2
votes

I'm struggling with chisq.test in Tableau via R. I have a model in Excel which I have to replicate, but my results differ. I think the problem is in correct massaging of the data in R code...

These are the Excel values:

excel values

p-value formula in Excel is: CHISQ.TEST(F4:G4,H4:I4).

This is how Tableau looks:

tableau values

p-value formula in Tableau is:

SCRIPT_REAL("
obs_yes = .arg1;
obs_no = .arg2;
exp_yes = .arg3;
exp_no = .arg4;

df1 <- data.frame(obs_yes,obs_no);
df2 <- data.frame(exp_yes,exp_no);

print('df1 is ');
print(df1);
print('df2 is ');
print(df2);

if ( !is.na(obs_yes) && !is.na(obs_no) && !is.na(exp_yes) && !is.na(exp_no)) {
    #ChiSq = chisq.test(c(df1[8,1],df1[8,2]), p=c(df2[8,1],df2[8,2]), rescale.p=TRUE);
    ChiSq = chisq.test(df1, p=df2, rescale.p=TRUE);
    ChiSq$p.value;
} else {
    {NaN};
}
"
,[obs_yes],[obs_no],[exp_yes],[exp_no])

What I see in R debug for df1 and df2 looks OK to me:

R debug

but the p-value is not correct - looks like it is calculated over all values?

If I pass in R script only one row, then the p-value is correct:

ChiSq = chisq.test(c(df1[1,1],df1[1,2]), p=c(df2[2,1],df2[2,2]), rescale.p=TRUE);

one value

but this doesn't help, as it is a static calculation.

Any ideas?

Here is a link to the .twbx file.

Thank you,

Adrian

P.S. A working code found on a forum (for a different setup) is below, but I don't know how to adapt it for my situation.

SCRIPT_REAL(
'mm <- data.frame(commodity = .arg1);
d <- split(mm,rep(1:.arg3[1],each=.arg2[1]/.arg3[1]));
zt <-do.call?do.c(cbind, d);chisq.test(zt)$p.value'
,SUM([Number of Records]), SIZE(),[Priorities])
1
one reason your chi square values might not match is because R adds a correct to the p-value, but more related to your question why don't you use Tableau to calculate the p-value : community.tableau.com/thread/117619Mike
Mike, my value matches if I calculate it only for one row inside the R script. The problem is how to make the R script to return the p-value for each row.adim

1 Answers

1
votes

I solved the problem with inspiration from this thread.

The issue was that the R calculation should "spit" a vector of values instead of a single value.

Here is the solution, just in case anyone needed it:

SCRIPT_REAL("
obs_yes = .arg1;
obs_no = .arg2;
exp_yes = .arg3;
exp_no = .arg4;

if ( !is.na(obs_yes) && !is.na(obs_no) && !is.na(exp_yes) && !is.na(exp_no)) {
    out <- rep(NA,length(obs_yes));
    for(i in 1:length(obs_yes)) {
        out[i] <- chisq.test(c(obs_yes[i],obs_no[i]), p=c(exp_yes[i],exp_no[i]), rescale.p=TRUE)$p.value;
    }
    out
} else {
    {NaN};
}
"
,[obs_yes],[obs_no],[exp_yes],[exp_no])

■ **DATA LINES**:
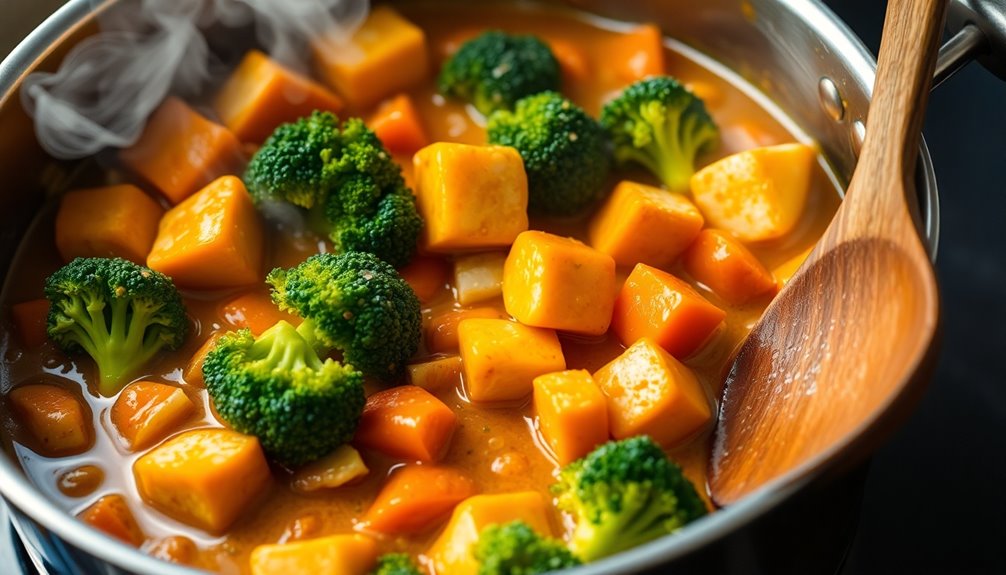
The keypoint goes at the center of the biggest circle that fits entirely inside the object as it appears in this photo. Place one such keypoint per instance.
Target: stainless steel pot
(797, 53)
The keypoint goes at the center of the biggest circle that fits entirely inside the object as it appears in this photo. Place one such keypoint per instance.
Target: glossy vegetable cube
(203, 477)
(651, 393)
(213, 239)
(471, 197)
(502, 358)
(653, 304)
(641, 223)
(759, 194)
(558, 282)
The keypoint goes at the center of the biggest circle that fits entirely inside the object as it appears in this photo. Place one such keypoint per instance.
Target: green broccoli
(563, 149)
(659, 124)
(625, 494)
(495, 69)
(347, 181)
(516, 549)
(120, 313)
(355, 303)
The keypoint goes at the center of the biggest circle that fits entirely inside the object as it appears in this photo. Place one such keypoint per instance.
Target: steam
(110, 83)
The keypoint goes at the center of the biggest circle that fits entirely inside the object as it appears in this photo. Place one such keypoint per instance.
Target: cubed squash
(180, 151)
(640, 223)
(203, 477)
(332, 555)
(471, 197)
(146, 411)
(558, 282)
(211, 240)
(58, 422)
(261, 94)
(386, 54)
(502, 358)
(406, 421)
(758, 194)
(452, 552)
(112, 221)
(572, 413)
(724, 265)
(651, 393)
(653, 304)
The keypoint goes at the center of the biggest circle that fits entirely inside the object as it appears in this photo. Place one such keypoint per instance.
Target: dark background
(936, 495)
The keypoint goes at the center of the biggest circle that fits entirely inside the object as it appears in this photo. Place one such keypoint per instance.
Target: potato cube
(558, 282)
(452, 552)
(757, 194)
(651, 393)
(641, 223)
(472, 197)
(213, 239)
(572, 413)
(386, 54)
(203, 477)
(502, 358)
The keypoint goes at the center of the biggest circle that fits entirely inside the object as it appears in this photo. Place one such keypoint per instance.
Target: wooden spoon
(851, 336)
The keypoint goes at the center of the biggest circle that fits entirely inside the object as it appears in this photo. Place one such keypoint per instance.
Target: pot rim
(17, 491)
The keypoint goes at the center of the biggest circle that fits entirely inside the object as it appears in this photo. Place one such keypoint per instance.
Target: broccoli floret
(347, 181)
(659, 124)
(625, 494)
(355, 303)
(120, 313)
(563, 150)
(495, 69)
(278, 389)
(516, 549)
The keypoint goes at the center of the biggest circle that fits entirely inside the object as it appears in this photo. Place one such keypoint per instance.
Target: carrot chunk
(406, 421)
(114, 221)
(654, 304)
(416, 498)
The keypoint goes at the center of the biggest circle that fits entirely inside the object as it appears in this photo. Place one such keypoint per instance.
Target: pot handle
(979, 28)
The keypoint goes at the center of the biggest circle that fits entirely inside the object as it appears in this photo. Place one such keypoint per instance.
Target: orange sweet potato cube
(213, 239)
(558, 282)
(651, 393)
(261, 94)
(113, 221)
(203, 477)
(572, 413)
(656, 305)
(641, 223)
(180, 151)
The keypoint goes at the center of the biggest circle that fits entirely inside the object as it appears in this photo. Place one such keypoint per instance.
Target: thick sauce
(497, 446)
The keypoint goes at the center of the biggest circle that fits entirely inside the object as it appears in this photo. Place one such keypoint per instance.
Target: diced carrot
(654, 304)
(180, 151)
(212, 239)
(30, 321)
(58, 422)
(112, 515)
(406, 421)
(261, 94)
(416, 498)
(727, 267)
(114, 221)
(398, 127)
(146, 411)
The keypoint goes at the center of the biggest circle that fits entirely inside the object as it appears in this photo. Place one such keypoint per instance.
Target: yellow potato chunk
(386, 54)
(759, 194)
(452, 552)
(472, 197)
(203, 477)
(332, 555)
(502, 358)
(641, 223)
(558, 282)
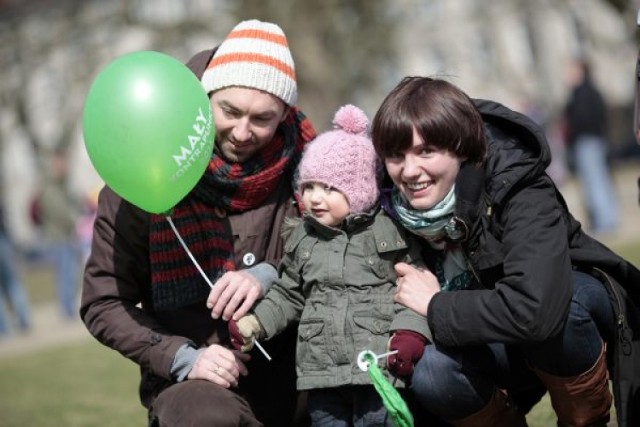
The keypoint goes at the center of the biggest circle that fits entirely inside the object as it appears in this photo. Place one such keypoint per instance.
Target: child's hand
(410, 346)
(244, 331)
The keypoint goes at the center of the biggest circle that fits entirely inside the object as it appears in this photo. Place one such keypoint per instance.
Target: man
(142, 294)
(586, 123)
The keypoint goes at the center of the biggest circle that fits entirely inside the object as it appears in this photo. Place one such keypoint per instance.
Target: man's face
(245, 120)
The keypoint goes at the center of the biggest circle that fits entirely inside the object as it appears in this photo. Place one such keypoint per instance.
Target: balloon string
(184, 245)
(202, 273)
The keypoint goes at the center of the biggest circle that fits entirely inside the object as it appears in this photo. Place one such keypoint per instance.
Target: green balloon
(148, 129)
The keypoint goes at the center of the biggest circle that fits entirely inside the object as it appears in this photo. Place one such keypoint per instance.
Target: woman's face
(424, 174)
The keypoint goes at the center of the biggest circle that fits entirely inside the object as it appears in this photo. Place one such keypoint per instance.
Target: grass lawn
(78, 385)
(86, 384)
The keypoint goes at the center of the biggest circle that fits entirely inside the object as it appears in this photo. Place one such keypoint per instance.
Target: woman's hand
(219, 365)
(415, 287)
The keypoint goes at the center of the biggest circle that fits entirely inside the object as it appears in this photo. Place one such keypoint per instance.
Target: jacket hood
(517, 150)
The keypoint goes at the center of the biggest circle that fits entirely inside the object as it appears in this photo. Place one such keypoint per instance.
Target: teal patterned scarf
(437, 228)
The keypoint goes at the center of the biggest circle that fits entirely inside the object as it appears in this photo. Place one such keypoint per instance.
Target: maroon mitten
(410, 346)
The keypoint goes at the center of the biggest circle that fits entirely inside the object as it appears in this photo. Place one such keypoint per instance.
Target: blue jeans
(347, 406)
(590, 154)
(11, 291)
(454, 383)
(66, 263)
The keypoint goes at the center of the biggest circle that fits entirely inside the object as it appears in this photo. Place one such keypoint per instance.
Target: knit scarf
(435, 225)
(199, 217)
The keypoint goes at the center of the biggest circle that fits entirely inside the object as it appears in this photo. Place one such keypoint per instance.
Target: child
(337, 279)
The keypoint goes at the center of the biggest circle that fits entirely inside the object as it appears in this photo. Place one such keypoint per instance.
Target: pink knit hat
(344, 158)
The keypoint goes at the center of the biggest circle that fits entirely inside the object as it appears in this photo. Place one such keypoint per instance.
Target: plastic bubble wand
(396, 407)
(206, 279)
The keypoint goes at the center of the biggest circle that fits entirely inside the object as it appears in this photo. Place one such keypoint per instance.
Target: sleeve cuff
(183, 361)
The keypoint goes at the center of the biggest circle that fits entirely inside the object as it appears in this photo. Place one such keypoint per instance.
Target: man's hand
(233, 295)
(220, 365)
(244, 332)
(410, 346)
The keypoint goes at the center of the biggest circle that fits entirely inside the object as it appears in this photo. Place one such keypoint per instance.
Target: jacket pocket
(371, 333)
(311, 352)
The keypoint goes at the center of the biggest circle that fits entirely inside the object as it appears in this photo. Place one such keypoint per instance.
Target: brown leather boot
(583, 400)
(499, 412)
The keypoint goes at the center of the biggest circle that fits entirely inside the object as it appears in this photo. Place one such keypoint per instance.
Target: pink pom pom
(351, 119)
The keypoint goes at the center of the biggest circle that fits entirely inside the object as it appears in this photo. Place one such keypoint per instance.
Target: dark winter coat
(522, 244)
(116, 306)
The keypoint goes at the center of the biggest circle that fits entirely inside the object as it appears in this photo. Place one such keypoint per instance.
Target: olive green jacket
(339, 284)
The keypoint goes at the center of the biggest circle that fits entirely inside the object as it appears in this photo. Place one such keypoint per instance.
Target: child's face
(328, 205)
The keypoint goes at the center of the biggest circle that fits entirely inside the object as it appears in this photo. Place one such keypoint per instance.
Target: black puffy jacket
(522, 243)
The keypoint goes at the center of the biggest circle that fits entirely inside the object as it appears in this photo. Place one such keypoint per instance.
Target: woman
(518, 300)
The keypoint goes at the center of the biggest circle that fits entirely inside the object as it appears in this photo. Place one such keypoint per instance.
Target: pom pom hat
(344, 158)
(256, 55)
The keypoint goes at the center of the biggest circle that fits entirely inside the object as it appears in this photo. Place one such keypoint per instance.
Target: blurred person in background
(59, 212)
(145, 298)
(585, 120)
(13, 295)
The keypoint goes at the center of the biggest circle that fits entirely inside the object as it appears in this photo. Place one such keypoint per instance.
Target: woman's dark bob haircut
(442, 114)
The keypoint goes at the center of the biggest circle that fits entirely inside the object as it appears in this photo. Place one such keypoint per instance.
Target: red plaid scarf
(234, 187)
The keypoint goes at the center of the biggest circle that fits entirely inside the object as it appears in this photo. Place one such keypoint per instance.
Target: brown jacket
(116, 291)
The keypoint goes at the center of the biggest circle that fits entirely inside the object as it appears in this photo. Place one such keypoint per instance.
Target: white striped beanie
(256, 55)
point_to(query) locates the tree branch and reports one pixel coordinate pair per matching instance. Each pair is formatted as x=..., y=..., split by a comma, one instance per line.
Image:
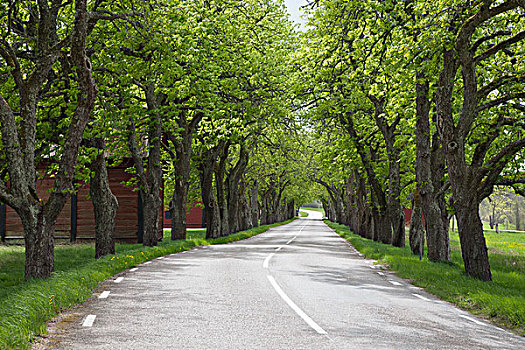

■ **EXERCISE AIM**: Decide whether each statement agrees with the forum thread, answering yes or no and quoting the deciding words: (a) the Excel p-value is computed with CHISQ.TEST(F4:G4,H4:I4); (b) passing only one row into the R script gave an incorrect p-value; (c) the working code found on a forum was written for the same setup as the poster's.

■ **CORRECT RESPONSE**:
(a) Yes: "p-value formula in Excel is: CHISQ.TEST(F4:G4,H4:I4)."
(b) No: "If I pass in R script only one row, then the p-value is correct"
(c) No: "A working code found on a forum (for a different setup)"